Work required -
Search the data for "bell" and copy every matching line.

----- Material for the task

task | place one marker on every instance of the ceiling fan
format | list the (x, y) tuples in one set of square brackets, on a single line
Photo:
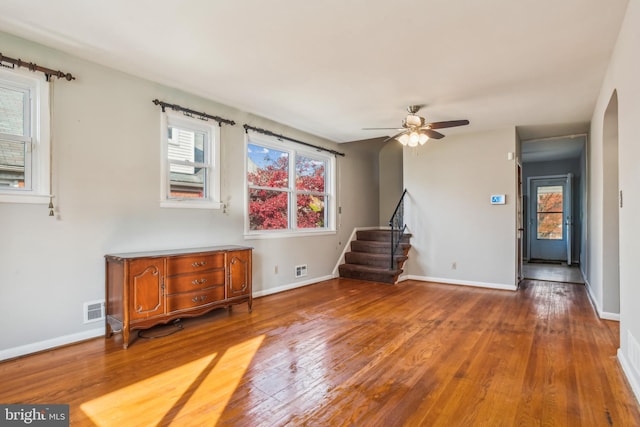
[(415, 131)]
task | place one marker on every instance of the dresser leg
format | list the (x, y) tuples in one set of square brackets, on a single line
[(125, 338)]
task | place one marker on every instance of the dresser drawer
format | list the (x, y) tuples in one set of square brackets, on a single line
[(194, 281), (194, 299), (193, 263)]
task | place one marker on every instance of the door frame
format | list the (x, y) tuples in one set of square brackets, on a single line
[(567, 220)]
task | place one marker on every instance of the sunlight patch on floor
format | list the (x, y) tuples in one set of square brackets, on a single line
[(201, 388)]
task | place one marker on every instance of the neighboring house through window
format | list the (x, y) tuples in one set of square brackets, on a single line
[(190, 163), (290, 188), (24, 137)]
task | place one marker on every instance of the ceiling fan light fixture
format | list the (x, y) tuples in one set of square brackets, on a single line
[(414, 120), (414, 139)]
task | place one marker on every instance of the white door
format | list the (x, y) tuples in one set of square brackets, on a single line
[(550, 220)]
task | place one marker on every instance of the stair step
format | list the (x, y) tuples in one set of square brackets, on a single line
[(371, 274), (378, 247), (374, 259), (380, 235)]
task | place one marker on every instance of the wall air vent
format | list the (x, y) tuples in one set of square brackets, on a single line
[(93, 311), (301, 270)]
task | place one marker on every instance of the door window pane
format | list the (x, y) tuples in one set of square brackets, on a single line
[(549, 200)]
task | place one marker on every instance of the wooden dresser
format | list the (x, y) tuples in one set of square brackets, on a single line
[(144, 289)]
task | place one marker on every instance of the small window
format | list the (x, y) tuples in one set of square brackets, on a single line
[(24, 138), (289, 188), (190, 163)]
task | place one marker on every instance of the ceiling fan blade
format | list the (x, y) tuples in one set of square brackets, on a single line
[(447, 124), (433, 134), (396, 135)]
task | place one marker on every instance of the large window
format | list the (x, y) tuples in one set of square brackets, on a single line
[(24, 138), (289, 189), (190, 163)]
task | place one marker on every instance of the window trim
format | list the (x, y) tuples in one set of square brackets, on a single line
[(40, 139), (212, 183), (330, 185)]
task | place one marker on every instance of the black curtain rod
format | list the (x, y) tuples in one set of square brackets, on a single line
[(48, 72), (268, 132), (188, 112)]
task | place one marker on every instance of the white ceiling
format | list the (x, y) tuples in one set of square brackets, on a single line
[(332, 67)]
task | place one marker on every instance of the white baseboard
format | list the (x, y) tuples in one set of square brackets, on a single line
[(290, 286), (500, 286), (35, 347), (629, 374), (596, 306)]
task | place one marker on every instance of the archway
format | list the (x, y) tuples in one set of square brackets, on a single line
[(611, 206)]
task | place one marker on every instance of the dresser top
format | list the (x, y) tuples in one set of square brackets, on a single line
[(169, 252)]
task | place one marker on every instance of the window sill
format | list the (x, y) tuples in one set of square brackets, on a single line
[(287, 234), (26, 198), (190, 204)]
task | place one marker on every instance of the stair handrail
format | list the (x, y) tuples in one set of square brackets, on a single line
[(398, 227)]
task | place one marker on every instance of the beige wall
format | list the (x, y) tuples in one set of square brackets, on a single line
[(623, 78), (391, 185), (449, 184), (106, 148)]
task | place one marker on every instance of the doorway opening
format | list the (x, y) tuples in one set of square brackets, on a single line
[(554, 207)]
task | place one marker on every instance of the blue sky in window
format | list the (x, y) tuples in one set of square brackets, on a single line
[(263, 156)]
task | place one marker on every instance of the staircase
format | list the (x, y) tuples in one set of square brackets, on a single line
[(370, 256)]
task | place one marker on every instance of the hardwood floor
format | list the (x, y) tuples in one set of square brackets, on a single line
[(344, 352)]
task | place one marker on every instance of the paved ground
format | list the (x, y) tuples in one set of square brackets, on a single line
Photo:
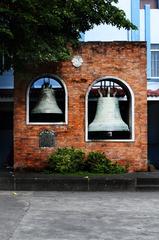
[(79, 216)]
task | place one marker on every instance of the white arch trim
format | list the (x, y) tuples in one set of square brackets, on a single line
[(132, 113), (27, 101)]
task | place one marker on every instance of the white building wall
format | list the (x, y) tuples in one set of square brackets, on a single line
[(142, 25), (154, 24), (108, 32)]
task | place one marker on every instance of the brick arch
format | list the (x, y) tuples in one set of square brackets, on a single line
[(61, 82)]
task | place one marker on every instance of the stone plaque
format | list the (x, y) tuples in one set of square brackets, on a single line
[(47, 139)]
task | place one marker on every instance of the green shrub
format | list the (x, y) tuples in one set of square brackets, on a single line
[(97, 162), (72, 160), (66, 160)]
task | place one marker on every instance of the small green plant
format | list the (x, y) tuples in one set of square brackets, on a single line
[(97, 162), (72, 160), (66, 160)]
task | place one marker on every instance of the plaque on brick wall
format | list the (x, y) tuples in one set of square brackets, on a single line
[(47, 139)]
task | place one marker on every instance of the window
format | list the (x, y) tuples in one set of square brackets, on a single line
[(109, 111), (153, 3), (155, 60), (46, 101)]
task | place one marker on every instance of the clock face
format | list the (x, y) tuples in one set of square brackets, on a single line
[(77, 61)]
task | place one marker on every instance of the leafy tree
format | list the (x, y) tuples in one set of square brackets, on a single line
[(37, 31)]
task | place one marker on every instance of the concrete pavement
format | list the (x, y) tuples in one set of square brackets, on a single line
[(79, 215)]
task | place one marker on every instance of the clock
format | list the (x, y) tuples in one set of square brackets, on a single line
[(77, 61)]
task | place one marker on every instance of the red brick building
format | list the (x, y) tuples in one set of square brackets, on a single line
[(122, 65)]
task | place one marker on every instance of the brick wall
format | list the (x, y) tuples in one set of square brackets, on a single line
[(124, 60)]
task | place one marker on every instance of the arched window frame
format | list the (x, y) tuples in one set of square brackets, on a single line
[(131, 111), (66, 101)]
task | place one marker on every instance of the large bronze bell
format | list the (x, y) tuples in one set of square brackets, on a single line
[(47, 101), (108, 117)]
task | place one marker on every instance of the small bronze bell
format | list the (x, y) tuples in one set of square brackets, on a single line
[(108, 117), (47, 101)]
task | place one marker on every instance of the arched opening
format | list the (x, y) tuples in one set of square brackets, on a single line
[(47, 101), (109, 111)]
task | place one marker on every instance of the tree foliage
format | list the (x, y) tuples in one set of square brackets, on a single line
[(39, 31)]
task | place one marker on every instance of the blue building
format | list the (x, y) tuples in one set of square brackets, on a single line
[(145, 15)]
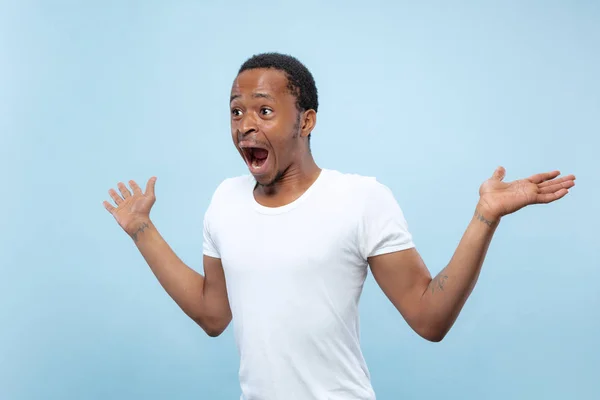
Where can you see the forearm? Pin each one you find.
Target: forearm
(447, 292)
(183, 284)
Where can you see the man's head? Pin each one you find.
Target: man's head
(273, 111)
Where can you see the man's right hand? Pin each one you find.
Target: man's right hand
(132, 211)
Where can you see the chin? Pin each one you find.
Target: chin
(268, 179)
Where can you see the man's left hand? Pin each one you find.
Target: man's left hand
(498, 198)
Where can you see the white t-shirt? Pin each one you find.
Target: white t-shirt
(294, 276)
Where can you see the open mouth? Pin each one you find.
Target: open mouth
(256, 158)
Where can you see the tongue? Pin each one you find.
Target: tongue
(260, 154)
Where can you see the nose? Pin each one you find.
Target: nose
(247, 125)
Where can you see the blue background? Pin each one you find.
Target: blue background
(429, 98)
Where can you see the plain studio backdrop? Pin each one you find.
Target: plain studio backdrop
(429, 98)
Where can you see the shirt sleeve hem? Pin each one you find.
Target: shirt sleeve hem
(392, 249)
(211, 254)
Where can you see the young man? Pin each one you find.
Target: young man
(286, 248)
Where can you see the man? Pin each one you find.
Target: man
(286, 248)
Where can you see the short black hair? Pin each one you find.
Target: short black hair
(300, 81)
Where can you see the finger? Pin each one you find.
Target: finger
(558, 180)
(539, 178)
(556, 187)
(550, 197)
(499, 173)
(150, 186)
(108, 206)
(113, 195)
(135, 187)
(123, 189)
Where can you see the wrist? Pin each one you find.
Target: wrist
(484, 214)
(138, 227)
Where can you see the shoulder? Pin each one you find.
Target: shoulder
(230, 190)
(361, 186)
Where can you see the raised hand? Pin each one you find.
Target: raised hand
(498, 198)
(132, 209)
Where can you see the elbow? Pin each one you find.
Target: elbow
(434, 337)
(213, 327)
(432, 333)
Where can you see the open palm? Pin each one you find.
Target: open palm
(502, 198)
(131, 207)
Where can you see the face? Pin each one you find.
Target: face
(266, 126)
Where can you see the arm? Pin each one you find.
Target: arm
(202, 298)
(431, 306)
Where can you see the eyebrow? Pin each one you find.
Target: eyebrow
(254, 95)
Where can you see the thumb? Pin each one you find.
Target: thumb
(150, 186)
(499, 173)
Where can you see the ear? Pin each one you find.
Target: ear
(308, 121)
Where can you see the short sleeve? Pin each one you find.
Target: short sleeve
(209, 246)
(384, 228)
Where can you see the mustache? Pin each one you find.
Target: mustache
(252, 138)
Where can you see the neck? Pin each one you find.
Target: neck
(294, 181)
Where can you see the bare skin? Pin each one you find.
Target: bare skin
(264, 116)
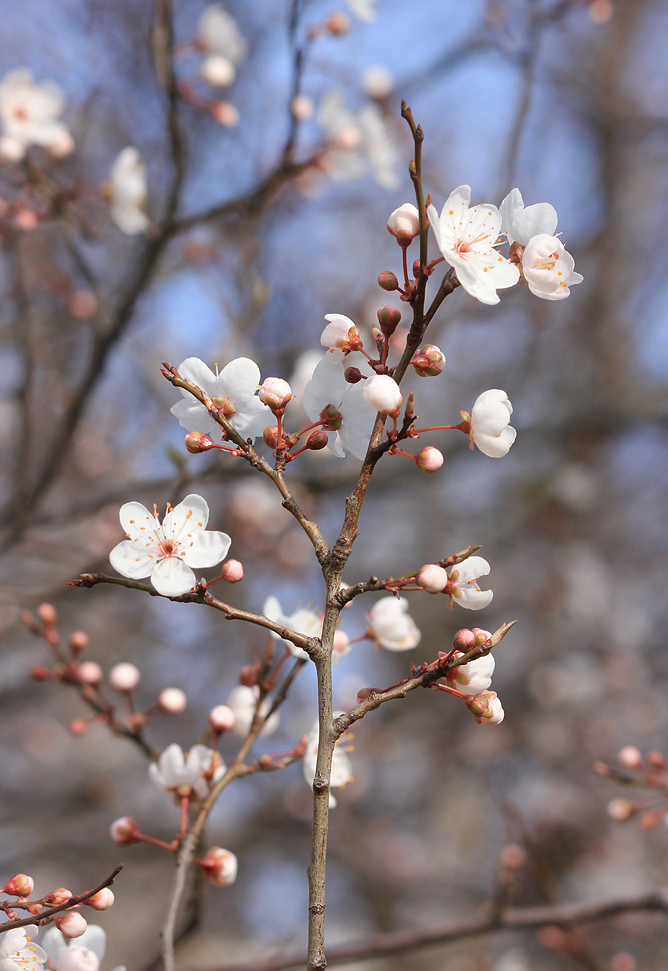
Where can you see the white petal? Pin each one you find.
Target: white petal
(172, 578)
(208, 548)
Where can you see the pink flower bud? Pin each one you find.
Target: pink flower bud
(124, 831)
(338, 24)
(172, 700)
(220, 866)
(276, 393)
(47, 614)
(464, 639)
(19, 886)
(198, 442)
(388, 281)
(89, 672)
(428, 361)
(404, 223)
(226, 114)
(124, 676)
(389, 318)
(621, 809)
(71, 924)
(221, 718)
(233, 571)
(432, 578)
(429, 459)
(317, 440)
(270, 436)
(382, 393)
(58, 896)
(102, 900)
(630, 757)
(78, 640)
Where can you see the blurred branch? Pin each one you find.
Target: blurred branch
(513, 919)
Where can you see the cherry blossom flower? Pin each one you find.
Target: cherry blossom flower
(83, 955)
(391, 626)
(547, 267)
(303, 621)
(342, 770)
(167, 553)
(233, 391)
(18, 953)
(128, 191)
(186, 776)
(466, 238)
(242, 703)
(462, 586)
(490, 423)
(348, 420)
(356, 141)
(29, 113)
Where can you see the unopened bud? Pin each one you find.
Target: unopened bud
(124, 831)
(233, 571)
(432, 578)
(429, 459)
(40, 673)
(198, 442)
(428, 361)
(19, 886)
(630, 757)
(220, 866)
(389, 318)
(621, 809)
(388, 281)
(47, 614)
(317, 440)
(338, 24)
(89, 672)
(221, 719)
(71, 924)
(58, 896)
(78, 640)
(172, 700)
(102, 900)
(124, 676)
(270, 436)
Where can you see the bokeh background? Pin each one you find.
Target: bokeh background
(568, 101)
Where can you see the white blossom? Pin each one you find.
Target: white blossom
(349, 422)
(356, 141)
(167, 553)
(186, 776)
(128, 191)
(547, 267)
(18, 953)
(29, 113)
(242, 702)
(466, 238)
(233, 390)
(342, 770)
(303, 621)
(391, 626)
(462, 586)
(490, 423)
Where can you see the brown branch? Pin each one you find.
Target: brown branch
(45, 915)
(513, 919)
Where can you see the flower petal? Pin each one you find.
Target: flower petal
(172, 578)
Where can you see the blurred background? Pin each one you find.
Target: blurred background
(568, 101)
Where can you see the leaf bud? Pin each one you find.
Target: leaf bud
(388, 281)
(199, 442)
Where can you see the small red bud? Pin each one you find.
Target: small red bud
(388, 281)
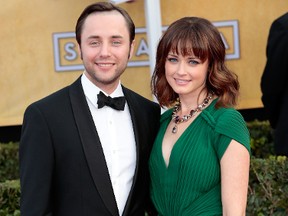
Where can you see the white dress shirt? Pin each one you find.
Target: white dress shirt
(116, 134)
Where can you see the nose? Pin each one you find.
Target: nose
(181, 69)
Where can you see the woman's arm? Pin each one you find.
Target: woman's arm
(235, 165)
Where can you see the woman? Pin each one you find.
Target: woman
(199, 164)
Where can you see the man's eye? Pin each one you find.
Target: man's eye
(116, 42)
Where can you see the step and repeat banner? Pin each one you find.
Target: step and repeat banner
(39, 54)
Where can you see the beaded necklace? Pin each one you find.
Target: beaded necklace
(177, 120)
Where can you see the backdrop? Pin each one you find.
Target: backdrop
(38, 52)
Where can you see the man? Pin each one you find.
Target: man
(274, 83)
(78, 156)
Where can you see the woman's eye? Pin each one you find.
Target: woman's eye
(94, 43)
(194, 62)
(172, 59)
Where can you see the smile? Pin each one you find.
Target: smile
(180, 81)
(105, 64)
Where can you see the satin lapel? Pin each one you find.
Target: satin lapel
(92, 146)
(136, 119)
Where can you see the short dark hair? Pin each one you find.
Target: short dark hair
(198, 36)
(103, 7)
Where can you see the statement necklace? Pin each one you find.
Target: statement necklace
(177, 120)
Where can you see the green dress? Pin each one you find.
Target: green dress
(190, 185)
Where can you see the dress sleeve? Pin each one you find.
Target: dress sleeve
(230, 126)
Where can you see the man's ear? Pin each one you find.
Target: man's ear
(79, 49)
(131, 49)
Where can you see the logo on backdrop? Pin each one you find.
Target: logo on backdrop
(67, 57)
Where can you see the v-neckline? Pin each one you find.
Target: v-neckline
(167, 166)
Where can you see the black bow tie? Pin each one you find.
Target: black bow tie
(117, 103)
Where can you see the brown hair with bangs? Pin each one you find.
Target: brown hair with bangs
(198, 36)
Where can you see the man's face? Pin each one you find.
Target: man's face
(105, 48)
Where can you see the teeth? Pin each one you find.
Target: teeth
(105, 64)
(181, 81)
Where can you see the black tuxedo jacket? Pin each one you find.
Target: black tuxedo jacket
(274, 83)
(275, 76)
(62, 166)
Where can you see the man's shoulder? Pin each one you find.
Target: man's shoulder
(132, 95)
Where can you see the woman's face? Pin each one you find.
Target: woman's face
(185, 74)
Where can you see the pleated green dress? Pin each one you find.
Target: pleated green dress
(190, 185)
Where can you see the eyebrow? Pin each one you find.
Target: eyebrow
(97, 37)
(189, 56)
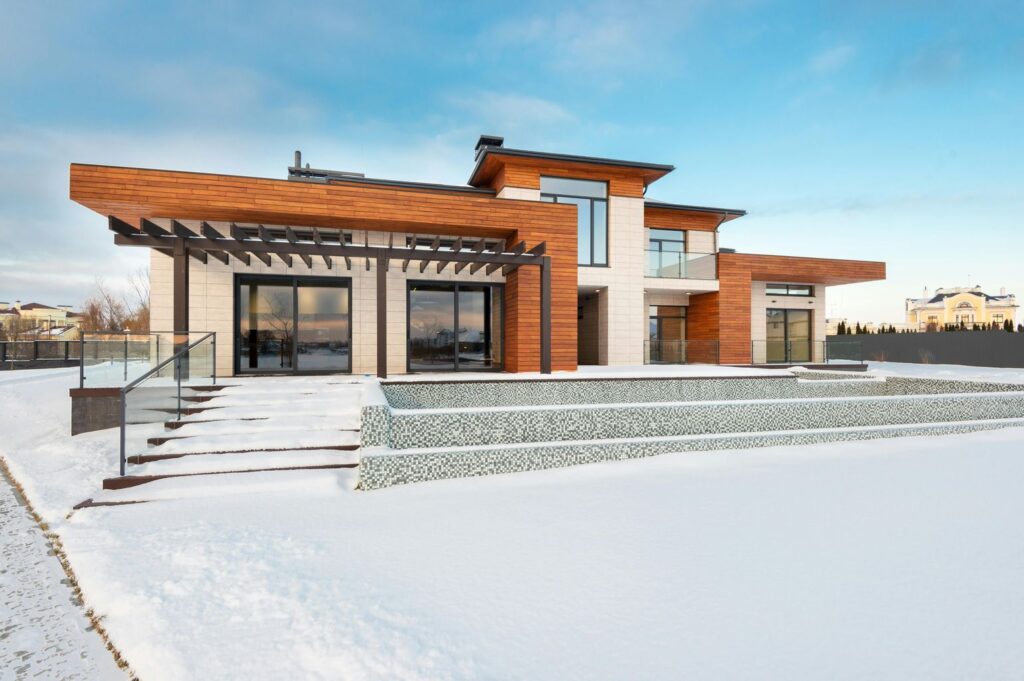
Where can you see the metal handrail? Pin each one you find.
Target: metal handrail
(176, 358)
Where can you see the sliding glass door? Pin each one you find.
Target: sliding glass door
(455, 327)
(293, 325)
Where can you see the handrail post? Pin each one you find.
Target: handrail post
(177, 379)
(124, 425)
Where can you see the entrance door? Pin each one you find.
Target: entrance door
(455, 327)
(293, 325)
(788, 336)
(667, 334)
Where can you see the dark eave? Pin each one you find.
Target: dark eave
(564, 158)
(729, 213)
(334, 177)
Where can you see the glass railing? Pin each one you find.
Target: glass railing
(674, 264)
(806, 351)
(164, 393)
(680, 352)
(113, 359)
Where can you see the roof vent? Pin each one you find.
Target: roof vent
(488, 141)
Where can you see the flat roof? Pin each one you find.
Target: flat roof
(699, 209)
(567, 158)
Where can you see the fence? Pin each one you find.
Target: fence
(974, 348)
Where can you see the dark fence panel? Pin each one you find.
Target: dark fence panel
(974, 348)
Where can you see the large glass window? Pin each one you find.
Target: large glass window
(665, 253)
(288, 324)
(591, 200)
(788, 335)
(788, 290)
(455, 327)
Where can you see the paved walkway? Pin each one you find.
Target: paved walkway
(43, 631)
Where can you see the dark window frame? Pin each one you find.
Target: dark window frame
(788, 292)
(455, 290)
(295, 281)
(592, 200)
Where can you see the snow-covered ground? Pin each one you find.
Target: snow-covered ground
(43, 632)
(882, 559)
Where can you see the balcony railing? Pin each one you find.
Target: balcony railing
(674, 264)
(806, 351)
(680, 352)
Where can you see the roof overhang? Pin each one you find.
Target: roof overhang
(785, 268)
(491, 159)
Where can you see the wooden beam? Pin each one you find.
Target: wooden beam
(264, 235)
(455, 249)
(292, 239)
(480, 245)
(320, 242)
(436, 244)
(240, 237)
(120, 226)
(517, 250)
(210, 232)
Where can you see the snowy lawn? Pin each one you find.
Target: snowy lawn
(886, 559)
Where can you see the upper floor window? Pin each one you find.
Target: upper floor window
(788, 290)
(665, 253)
(591, 200)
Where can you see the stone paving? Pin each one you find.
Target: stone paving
(43, 630)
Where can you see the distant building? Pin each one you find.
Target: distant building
(39, 321)
(961, 305)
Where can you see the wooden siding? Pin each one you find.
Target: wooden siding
(726, 314)
(131, 194)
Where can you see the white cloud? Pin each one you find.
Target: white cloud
(510, 111)
(832, 59)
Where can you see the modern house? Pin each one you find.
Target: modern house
(541, 262)
(961, 306)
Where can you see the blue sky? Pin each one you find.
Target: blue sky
(877, 130)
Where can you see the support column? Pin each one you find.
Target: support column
(180, 295)
(546, 314)
(381, 316)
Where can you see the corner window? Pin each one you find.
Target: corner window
(788, 290)
(591, 200)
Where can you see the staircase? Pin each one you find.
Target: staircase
(251, 425)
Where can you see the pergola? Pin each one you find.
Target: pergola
(244, 242)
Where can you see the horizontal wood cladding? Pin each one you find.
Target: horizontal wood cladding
(132, 193)
(666, 218)
(727, 312)
(522, 310)
(514, 171)
(827, 271)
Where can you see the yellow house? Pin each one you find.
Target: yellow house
(961, 305)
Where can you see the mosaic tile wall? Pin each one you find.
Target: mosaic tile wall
(418, 428)
(590, 391)
(390, 469)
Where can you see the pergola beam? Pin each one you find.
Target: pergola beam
(264, 235)
(320, 242)
(240, 237)
(210, 232)
(292, 239)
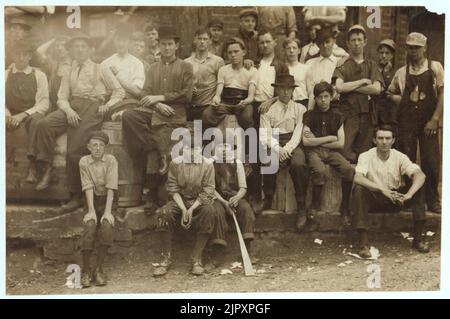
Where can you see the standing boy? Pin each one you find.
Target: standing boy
(235, 89)
(323, 138)
(357, 80)
(99, 182)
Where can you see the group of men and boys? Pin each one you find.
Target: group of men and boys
(330, 107)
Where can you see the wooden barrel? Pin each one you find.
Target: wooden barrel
(17, 168)
(284, 197)
(131, 172)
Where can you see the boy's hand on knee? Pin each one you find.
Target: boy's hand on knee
(90, 216)
(108, 217)
(234, 201)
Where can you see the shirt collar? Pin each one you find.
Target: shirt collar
(91, 159)
(208, 56)
(169, 62)
(386, 68)
(66, 60)
(27, 70)
(331, 58)
(85, 63)
(124, 57)
(247, 35)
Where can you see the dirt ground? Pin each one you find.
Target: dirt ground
(289, 263)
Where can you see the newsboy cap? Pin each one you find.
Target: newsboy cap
(416, 39)
(99, 135)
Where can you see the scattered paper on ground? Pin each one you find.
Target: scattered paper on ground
(226, 271)
(236, 264)
(354, 255)
(374, 254)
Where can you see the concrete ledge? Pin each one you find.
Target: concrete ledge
(58, 233)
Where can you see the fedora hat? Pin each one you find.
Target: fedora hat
(168, 32)
(78, 36)
(284, 79)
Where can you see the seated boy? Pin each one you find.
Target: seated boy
(99, 181)
(323, 138)
(26, 99)
(286, 116)
(190, 183)
(235, 91)
(231, 188)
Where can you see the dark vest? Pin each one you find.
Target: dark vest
(20, 91)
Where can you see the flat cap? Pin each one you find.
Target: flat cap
(215, 23)
(416, 39)
(356, 27)
(248, 12)
(387, 42)
(99, 135)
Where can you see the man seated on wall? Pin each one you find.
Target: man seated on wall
(380, 187)
(27, 99)
(286, 116)
(235, 89)
(83, 102)
(323, 138)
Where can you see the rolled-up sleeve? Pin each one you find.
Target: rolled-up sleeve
(86, 180)
(117, 91)
(363, 165)
(42, 100)
(265, 133)
(242, 182)
(291, 21)
(407, 167)
(206, 196)
(112, 174)
(394, 87)
(172, 186)
(138, 74)
(64, 92)
(184, 95)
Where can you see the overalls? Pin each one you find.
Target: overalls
(416, 108)
(20, 96)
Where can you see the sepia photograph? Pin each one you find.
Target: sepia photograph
(222, 149)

----------

Result for this exercise -
task | place one marker on every instance of the large bronze bell
task | place one marker on every instance of the small bronze bell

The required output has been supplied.